> WORK INSTRUCTION
Return the records below from the line containing "Target = white stone trim" onward, exactly, through and including the last line.

> ENTRIES SUPPLIED
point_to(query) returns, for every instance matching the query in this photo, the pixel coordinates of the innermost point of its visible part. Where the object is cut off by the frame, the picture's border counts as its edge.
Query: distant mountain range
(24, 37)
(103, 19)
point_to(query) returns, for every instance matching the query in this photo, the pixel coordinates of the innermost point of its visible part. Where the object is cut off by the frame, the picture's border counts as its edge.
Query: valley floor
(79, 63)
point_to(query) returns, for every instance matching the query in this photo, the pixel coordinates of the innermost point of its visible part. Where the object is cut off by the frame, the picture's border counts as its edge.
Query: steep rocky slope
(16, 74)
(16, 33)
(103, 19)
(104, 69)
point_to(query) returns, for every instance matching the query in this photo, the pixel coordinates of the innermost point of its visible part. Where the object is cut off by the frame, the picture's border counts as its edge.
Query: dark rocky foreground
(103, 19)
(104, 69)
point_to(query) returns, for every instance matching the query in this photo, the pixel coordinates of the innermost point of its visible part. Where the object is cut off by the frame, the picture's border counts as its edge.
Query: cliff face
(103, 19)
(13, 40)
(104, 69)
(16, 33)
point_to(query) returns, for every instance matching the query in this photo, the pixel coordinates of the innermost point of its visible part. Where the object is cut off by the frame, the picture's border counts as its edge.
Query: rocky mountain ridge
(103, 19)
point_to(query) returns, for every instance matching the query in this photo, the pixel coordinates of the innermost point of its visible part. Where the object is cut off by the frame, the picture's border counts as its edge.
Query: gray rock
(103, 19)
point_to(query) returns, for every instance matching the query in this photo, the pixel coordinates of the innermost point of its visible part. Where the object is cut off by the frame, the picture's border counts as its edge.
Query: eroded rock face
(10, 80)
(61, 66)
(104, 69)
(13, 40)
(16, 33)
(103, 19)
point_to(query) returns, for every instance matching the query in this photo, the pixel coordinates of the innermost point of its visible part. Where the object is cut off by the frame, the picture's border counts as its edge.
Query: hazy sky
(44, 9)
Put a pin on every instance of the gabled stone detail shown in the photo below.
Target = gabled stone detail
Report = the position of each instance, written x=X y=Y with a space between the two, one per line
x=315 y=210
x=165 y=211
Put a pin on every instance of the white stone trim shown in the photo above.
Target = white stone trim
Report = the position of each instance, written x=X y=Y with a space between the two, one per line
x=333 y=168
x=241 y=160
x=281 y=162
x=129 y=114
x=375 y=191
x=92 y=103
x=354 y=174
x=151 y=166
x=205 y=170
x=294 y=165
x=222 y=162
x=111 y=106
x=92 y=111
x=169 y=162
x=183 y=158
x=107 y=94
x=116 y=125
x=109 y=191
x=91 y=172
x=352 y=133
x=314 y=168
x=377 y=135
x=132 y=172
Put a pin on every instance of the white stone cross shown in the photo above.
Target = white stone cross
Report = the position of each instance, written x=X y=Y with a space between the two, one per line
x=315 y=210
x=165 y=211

> WRITTEN RESPONSE
Target = white stone trim
Report = the position of each instance, written x=X y=Y with a space between the two, one per line
x=333 y=168
x=241 y=160
x=281 y=162
x=129 y=114
x=375 y=191
x=92 y=103
x=354 y=174
x=151 y=166
x=205 y=170
x=294 y=165
x=222 y=162
x=111 y=106
x=92 y=111
x=169 y=162
x=183 y=158
x=107 y=94
x=116 y=125
x=109 y=191
x=91 y=172
x=352 y=133
x=314 y=168
x=377 y=135
x=132 y=172
Put a pin on every instance of the white stone cross shown in the photo above.
Target = white stone cross
Report = the position of each instance, written x=X y=Y with a space between the two, one per line
x=315 y=210
x=165 y=211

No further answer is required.